■ Stated exercise ■
Arrange the stretch of the listing below, from the line containing "Where can the coat" through the line containing "point(89, 102)", as a JSON list of strings with one string per line and blank lines left out. Include no lines outside that stretch.

■ Task material ■
════
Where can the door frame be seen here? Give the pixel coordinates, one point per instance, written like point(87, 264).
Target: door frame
════
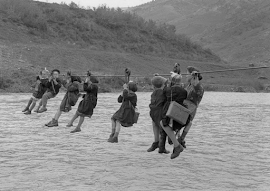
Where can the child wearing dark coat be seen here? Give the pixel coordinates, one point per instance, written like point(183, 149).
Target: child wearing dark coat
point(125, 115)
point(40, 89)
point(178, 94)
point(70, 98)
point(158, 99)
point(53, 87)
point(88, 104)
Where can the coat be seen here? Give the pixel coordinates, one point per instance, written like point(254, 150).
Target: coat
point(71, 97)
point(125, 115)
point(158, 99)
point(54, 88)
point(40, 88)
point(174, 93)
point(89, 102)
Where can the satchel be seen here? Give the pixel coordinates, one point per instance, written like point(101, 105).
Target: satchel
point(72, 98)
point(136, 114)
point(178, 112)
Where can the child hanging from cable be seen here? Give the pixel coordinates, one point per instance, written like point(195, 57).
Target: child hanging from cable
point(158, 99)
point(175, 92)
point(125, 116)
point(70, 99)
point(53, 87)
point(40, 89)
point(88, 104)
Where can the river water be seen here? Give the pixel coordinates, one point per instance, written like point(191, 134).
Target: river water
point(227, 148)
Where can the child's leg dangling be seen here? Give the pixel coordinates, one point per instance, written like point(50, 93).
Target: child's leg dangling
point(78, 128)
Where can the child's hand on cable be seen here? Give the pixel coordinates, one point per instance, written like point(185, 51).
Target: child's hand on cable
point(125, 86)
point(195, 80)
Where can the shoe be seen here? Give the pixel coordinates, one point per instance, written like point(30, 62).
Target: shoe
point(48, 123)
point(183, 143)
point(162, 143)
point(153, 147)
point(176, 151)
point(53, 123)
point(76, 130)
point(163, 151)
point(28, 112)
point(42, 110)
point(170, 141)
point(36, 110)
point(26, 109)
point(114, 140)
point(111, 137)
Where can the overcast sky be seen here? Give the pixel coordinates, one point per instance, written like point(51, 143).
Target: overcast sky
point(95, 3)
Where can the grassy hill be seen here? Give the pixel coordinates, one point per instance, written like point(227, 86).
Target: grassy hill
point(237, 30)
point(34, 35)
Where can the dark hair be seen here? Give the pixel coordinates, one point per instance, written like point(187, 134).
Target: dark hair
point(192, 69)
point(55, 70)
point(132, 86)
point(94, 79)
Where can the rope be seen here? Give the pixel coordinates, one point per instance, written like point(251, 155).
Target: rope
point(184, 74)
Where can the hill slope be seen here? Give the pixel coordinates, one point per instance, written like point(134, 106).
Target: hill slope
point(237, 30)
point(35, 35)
════
■ Finished answer ■
[
  "Where can the coat be seen here? Give the pixel coordinates, one point per instance, written like point(254, 150).",
  "Target: coat",
  "point(71, 97)",
  "point(125, 115)",
  "point(158, 99)",
  "point(54, 88)",
  "point(40, 88)",
  "point(174, 93)",
  "point(89, 102)"
]